### PASSAGE PROVIDED
□ □ □ □ □ □ □

Founded in 2020, Sust Global delivers geospatial analytics for climate adaptation for various sectors, including insurance, real estate, finance, and the voluntary carbon market. Previously, Gopal led the analytics engineering team at Planet Labs (NYSE:PL), an integrated aerospace and data analytics company that operates history’s largest commercial fleet of earth observation satellites. Here, Gopal explains the significance of Sust Global’s essential climate data infrastructure to industry—insights he’s sharing through a series of events at CANOPY.
Your LinkedIn profile lists you as a “(geo)Data Scientist”. Tell me about your specialty.
My expertise is at the intersection of satellite data, machine learning techniques, and climate science. At Sust Global, we bring all that together with a view to making it easy for businesses to understand how the changing climate is affecting them at the physical climate level. For example, if you’re in the Bay Area or the Pacific Northwest, you might be concerned about wildfires or flooding; in Florida or other parts of the world, your main concern might be cyclones.
We founded Sust Global to enable global at-scale analytics on climate-related impacts. Our goal is to enable every business to be climate informed over the next 10 years, and we’re building the foundational climate data infrastructure to serve that particular mission.
Climate change has been a hot button topic for a while. How have extreme weather events over the past couple of years impacted your business?
Last year was Sust Global’s best to date, and we’ve just released several exciting climate adaptation measures to our customers, noting the highest usage in the last quarter of 2022, which was also very good in terms of revenue growth for us. In January, we introduced a high resolution flood modeling product. The flood potential indicator incorporates flood simulations from multiple leading flood modeling products, as well as high resolution flood zone data from national agencies at a local level, with indicators that can represent flooding at any asset location.

□ □ □ □ □ □ □

### AVAILABLE DATA
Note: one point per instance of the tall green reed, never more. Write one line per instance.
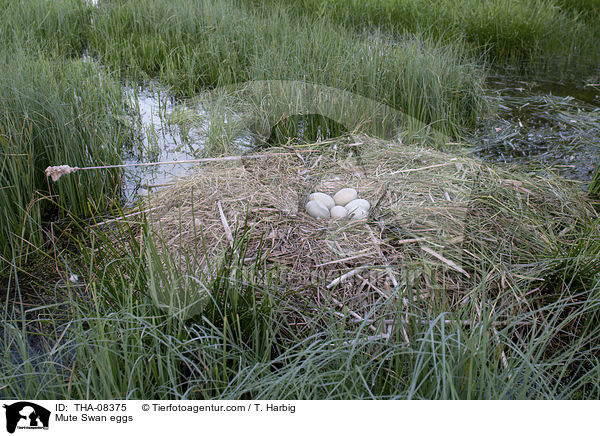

□ □ □ □ □ □ □

### ABOUT THIS TASK
In the interview about Sust Global, what did the company introduce in January?

### SOLUTION FOR THIS PROBLEM
A high resolution flood modeling product.